Given passage ▸
>> BEGIN
3. The first complaint made by the Plaintiffs herein is that their First Amendment rights of freedom of speech and assembly were violated by the BCC officials and that they were punished for exercising said rights. Although it is without doubt that students enjoy First Amendment rights, it is equally clear that those rights do not allow students to "materially and substantially interfere with the requirements of appropriate discipline in the operation of the school." Burnside v. Byars, 363 F.2d 744 (5th Cir. 1966); Tinker v. Des Moines School Dist., 393 U.S. 503, 89 S. Ct. 733, 21 L. Ed. 2d 731 (1968). The Plaintiffs created a substantial and material interference with the operations of BCC on March 9, 1978, by forcing the cancellation of several classes and the ultimate closing of the gymnasium. Such action was not protected by the First Amendment.
4. The Plaintiffs also allege that the procedures implemented by the Defendants in the course of the disciplinary proceedings were constitutionally defective in a number of respects. It is contended by the Plaintiffs that they did not receive prior notice of the hearing, the nature of the charges and the evidence and witnesses that would be used against them. They further contend that they were denied the right to counsel and the right to cross-examination. The Plaintiffs also contend that they were denied their right to remain silent and were punished for asserting their right to remain silent. This Court finds that the findings of fact previously made refute such allegations.
>> END
Written task 1 ▸ Write out the part of the court opinion that opens with the words containing "4. The Plaintiffs" and closes with "refute such allegations.".
Written task 2 ▸ According to the court opinion, on what date did the Plaintiffs create a substantial and material interference with the operations of BCC?
Written task 3 ▸ Using the court opinion, explain why the Plaintiffs' action at BCC was not protected by the First Amendment.
Base every response solely on the court opinion.

Supplied entries ▸
>> BEGIN
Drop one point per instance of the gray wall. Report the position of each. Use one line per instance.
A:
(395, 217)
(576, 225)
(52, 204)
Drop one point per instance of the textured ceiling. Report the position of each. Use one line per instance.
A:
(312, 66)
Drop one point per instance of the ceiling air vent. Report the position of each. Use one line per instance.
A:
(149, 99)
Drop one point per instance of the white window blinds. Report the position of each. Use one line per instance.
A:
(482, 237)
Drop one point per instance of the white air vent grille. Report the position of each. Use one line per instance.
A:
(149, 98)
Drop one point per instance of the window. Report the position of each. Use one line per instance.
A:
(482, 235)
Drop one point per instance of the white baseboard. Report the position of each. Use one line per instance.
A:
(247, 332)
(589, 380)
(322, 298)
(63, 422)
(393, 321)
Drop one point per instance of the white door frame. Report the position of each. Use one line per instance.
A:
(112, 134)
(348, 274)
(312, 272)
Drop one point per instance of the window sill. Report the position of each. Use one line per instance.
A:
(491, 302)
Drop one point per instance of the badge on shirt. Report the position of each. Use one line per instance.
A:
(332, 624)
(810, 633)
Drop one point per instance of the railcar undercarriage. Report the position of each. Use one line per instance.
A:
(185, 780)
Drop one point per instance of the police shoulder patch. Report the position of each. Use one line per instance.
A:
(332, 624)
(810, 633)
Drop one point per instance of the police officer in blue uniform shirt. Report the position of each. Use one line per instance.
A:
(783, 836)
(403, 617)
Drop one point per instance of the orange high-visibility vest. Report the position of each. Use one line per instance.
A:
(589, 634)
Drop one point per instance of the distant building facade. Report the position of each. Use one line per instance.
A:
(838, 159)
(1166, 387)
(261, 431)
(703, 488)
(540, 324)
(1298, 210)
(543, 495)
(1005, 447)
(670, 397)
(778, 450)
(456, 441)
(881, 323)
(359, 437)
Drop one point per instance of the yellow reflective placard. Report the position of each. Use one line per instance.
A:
>> END
Exercise result 1 ▸
4. The Plaintiffs also allege that the procedures implemented by the Defendants in the course of the disciplinary proceedings were constitutionally defective in a number of respects. It is contended by the Plaintiffs that they did not receive prior notice of the hearing, the nature of the charges and the evidence and witnesses that would be used against them. They further contend that they were denied the right to counsel and the right to cross-examination. The Plaintiffs also contend that they were denied their right to remain silent and were punished for asserting their right to remain silent. This Court finds that the findings of fact previously made refute such allegations.

Exercise result 2 ▸ March 9, 1978.

Exercise result 3 ▸ Students' First Amendment rights do not allow them to materially and substantially interfere with the requirements of appropriate discipline in the operation of the school. The Plaintiffs created such an interference by forcing the cancellation of several classes and the ultimate closing of the gymnasium.